• **Exercise requirements**:
Please copy the part of the items that opens with the line containing "Objective — for every instance of the white flower, place" and closes with the line containing "Target: white flower", reproducing both of those lines and everything between them without any change.

• **Material for this exercise**:
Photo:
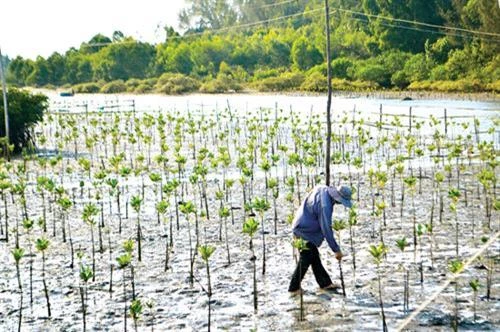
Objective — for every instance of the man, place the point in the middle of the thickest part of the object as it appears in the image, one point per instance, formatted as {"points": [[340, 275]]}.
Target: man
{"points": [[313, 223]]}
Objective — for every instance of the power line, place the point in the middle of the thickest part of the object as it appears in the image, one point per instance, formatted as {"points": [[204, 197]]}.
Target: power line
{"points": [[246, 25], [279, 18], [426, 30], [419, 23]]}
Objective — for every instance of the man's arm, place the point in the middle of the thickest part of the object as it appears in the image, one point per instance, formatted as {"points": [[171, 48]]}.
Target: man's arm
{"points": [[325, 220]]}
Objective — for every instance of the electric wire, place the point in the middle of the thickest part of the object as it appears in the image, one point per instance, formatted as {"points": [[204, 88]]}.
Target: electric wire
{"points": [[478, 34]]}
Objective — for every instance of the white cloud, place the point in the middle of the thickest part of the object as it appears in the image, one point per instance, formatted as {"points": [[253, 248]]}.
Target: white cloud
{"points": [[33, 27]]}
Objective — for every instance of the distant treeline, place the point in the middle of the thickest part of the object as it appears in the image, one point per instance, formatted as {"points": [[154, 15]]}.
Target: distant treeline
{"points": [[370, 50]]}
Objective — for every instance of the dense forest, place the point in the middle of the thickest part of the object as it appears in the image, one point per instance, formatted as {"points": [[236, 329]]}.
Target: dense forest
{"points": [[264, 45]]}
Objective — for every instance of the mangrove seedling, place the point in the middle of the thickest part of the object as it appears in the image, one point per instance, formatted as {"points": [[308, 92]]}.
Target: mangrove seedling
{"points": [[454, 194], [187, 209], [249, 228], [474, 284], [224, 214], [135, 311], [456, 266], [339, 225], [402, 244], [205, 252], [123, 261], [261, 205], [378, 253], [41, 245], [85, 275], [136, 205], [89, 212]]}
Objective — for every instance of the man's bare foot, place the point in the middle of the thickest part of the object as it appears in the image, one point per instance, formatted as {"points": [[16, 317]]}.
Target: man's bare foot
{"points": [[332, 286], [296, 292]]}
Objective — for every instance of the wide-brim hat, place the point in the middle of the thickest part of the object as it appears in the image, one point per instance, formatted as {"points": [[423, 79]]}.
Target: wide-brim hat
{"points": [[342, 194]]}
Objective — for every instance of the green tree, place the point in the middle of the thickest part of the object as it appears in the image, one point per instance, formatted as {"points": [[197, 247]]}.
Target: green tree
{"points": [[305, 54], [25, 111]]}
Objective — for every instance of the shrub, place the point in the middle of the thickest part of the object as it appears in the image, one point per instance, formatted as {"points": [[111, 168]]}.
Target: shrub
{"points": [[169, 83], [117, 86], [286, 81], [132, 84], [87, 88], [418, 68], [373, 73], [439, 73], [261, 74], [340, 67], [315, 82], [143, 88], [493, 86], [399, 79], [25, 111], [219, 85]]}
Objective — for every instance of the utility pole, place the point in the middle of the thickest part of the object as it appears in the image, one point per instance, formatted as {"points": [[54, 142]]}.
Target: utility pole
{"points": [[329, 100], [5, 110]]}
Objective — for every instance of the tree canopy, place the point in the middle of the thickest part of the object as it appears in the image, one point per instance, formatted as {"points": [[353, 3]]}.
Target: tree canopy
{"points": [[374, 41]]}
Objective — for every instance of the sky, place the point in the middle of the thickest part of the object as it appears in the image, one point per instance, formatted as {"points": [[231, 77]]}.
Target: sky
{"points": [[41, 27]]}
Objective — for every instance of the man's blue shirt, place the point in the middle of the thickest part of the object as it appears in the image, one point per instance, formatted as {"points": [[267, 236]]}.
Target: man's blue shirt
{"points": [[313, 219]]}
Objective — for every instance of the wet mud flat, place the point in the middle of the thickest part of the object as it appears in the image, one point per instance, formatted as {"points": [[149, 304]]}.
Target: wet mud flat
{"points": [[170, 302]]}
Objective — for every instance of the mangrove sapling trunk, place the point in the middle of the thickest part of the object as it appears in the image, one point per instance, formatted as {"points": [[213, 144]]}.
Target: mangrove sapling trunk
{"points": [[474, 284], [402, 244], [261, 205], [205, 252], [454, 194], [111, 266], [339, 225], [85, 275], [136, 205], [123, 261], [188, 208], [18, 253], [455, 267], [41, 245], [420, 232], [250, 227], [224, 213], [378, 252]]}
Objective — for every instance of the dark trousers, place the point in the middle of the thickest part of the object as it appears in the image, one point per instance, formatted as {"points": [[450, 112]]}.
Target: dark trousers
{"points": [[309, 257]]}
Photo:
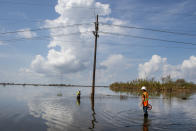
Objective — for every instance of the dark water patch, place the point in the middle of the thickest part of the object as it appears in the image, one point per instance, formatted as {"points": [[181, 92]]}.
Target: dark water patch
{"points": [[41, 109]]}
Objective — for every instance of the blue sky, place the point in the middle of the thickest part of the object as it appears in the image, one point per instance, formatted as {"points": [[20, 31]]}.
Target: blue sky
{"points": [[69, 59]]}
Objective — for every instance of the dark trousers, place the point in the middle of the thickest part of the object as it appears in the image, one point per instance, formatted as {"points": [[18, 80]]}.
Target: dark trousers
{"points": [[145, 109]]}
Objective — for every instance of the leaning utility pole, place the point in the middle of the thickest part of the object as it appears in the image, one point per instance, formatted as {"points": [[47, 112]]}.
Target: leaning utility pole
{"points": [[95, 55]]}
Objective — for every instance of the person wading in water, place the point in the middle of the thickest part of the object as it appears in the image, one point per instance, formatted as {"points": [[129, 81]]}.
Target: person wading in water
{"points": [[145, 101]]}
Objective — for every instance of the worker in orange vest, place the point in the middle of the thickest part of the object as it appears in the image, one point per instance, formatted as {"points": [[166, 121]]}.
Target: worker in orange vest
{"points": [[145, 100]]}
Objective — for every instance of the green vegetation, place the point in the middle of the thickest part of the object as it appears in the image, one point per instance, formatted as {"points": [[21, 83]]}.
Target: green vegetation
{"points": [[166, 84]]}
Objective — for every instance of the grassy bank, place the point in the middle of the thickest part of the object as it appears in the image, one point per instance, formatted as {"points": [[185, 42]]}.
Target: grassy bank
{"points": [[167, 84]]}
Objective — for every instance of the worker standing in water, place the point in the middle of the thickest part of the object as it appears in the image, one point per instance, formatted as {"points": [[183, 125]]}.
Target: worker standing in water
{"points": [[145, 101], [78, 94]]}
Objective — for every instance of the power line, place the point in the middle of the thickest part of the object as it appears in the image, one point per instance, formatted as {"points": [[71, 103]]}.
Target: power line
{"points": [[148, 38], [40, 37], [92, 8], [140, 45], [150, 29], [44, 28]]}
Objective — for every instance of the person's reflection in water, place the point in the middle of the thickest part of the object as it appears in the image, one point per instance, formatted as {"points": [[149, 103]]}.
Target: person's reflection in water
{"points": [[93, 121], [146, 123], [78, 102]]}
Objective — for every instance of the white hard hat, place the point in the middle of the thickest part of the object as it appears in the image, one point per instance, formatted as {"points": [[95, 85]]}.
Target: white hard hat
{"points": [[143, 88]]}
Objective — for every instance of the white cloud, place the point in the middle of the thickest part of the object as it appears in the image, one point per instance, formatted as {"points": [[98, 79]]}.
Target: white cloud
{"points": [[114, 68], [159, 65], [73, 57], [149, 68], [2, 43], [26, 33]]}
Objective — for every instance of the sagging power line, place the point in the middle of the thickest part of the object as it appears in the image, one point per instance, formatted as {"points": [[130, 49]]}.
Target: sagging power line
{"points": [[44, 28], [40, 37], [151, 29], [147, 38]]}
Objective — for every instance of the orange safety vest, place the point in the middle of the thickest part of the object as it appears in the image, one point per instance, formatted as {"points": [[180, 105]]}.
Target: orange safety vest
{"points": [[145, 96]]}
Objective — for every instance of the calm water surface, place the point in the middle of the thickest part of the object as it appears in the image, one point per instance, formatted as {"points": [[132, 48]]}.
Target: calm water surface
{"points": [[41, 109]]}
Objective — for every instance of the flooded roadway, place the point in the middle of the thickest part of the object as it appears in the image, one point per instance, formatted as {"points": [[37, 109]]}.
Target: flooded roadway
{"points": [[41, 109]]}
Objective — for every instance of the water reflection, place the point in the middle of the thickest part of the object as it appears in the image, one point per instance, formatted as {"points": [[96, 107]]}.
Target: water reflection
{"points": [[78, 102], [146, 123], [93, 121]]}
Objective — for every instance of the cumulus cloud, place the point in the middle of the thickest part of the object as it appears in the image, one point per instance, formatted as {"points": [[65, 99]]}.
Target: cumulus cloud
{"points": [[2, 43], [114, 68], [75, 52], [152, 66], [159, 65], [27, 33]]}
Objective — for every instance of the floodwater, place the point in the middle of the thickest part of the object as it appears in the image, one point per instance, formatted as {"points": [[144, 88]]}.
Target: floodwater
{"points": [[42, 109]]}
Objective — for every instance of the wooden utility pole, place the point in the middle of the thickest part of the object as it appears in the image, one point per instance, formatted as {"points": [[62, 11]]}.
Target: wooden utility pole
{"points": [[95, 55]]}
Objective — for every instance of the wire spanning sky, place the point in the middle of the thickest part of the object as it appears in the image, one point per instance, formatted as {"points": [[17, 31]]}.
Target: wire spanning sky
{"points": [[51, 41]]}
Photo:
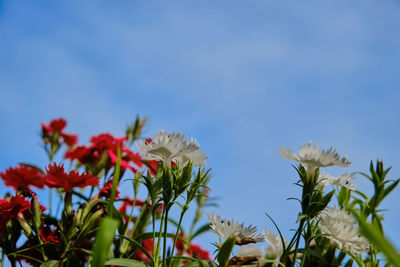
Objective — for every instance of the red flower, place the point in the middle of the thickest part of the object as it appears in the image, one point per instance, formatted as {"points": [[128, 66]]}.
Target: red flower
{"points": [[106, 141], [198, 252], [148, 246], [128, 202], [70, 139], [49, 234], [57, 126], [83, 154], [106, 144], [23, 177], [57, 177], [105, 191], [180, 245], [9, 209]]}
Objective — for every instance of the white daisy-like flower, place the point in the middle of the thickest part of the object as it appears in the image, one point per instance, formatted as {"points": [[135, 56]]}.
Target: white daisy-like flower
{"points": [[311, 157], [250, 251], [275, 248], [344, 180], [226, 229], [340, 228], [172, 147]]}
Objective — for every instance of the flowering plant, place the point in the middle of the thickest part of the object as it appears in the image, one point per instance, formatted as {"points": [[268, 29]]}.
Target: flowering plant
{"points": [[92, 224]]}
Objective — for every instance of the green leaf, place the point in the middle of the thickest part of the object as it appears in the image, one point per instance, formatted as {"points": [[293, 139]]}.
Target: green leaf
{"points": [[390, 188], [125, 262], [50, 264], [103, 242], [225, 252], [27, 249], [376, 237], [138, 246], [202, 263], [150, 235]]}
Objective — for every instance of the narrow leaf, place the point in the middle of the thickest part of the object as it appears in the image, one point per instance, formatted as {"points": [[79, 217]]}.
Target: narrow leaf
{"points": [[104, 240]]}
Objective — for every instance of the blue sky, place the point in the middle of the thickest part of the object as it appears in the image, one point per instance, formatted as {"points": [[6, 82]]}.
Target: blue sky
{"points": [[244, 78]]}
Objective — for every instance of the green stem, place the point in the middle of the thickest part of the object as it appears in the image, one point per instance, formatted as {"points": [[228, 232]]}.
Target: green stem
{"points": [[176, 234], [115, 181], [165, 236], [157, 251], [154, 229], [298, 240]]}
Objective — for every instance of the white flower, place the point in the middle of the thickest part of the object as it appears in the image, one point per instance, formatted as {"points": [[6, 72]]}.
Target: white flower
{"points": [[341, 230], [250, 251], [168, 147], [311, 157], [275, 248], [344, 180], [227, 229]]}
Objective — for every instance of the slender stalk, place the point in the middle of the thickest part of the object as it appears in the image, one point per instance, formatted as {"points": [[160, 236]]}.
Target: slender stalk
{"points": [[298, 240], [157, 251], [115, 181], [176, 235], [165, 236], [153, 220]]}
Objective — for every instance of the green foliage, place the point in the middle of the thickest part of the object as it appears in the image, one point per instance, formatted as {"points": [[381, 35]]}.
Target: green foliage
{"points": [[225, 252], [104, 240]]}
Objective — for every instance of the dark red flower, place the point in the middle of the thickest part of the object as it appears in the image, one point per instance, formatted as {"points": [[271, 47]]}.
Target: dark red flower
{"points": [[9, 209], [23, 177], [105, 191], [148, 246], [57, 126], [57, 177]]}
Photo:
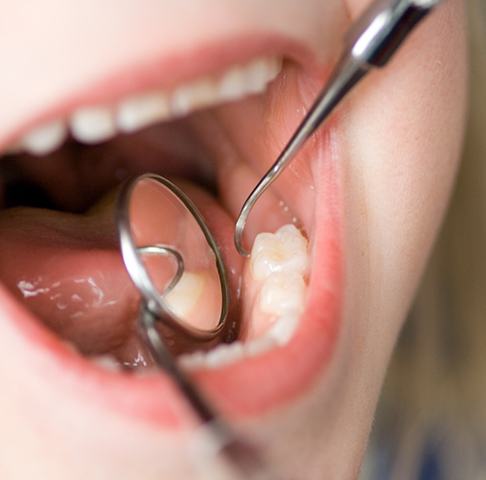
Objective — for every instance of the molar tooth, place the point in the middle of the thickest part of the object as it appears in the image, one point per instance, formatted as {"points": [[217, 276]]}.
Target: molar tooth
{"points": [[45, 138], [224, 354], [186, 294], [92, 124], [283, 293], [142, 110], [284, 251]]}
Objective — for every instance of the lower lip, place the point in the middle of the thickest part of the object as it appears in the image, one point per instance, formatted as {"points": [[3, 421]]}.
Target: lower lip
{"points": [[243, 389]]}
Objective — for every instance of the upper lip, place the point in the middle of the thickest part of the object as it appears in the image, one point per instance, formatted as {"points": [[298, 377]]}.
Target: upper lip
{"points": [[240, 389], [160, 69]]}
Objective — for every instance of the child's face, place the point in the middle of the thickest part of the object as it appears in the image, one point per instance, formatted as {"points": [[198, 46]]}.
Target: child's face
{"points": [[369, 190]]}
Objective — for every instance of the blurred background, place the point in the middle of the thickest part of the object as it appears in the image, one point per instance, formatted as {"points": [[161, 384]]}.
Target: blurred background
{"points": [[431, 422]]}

• **Reply to the task**:
Objective — for every instance of the white flower, place the point in the middle of the thickest part of the object as it appears in the image, one point per instance, formatted as {"points": [[6, 72]]}.
Target: white flower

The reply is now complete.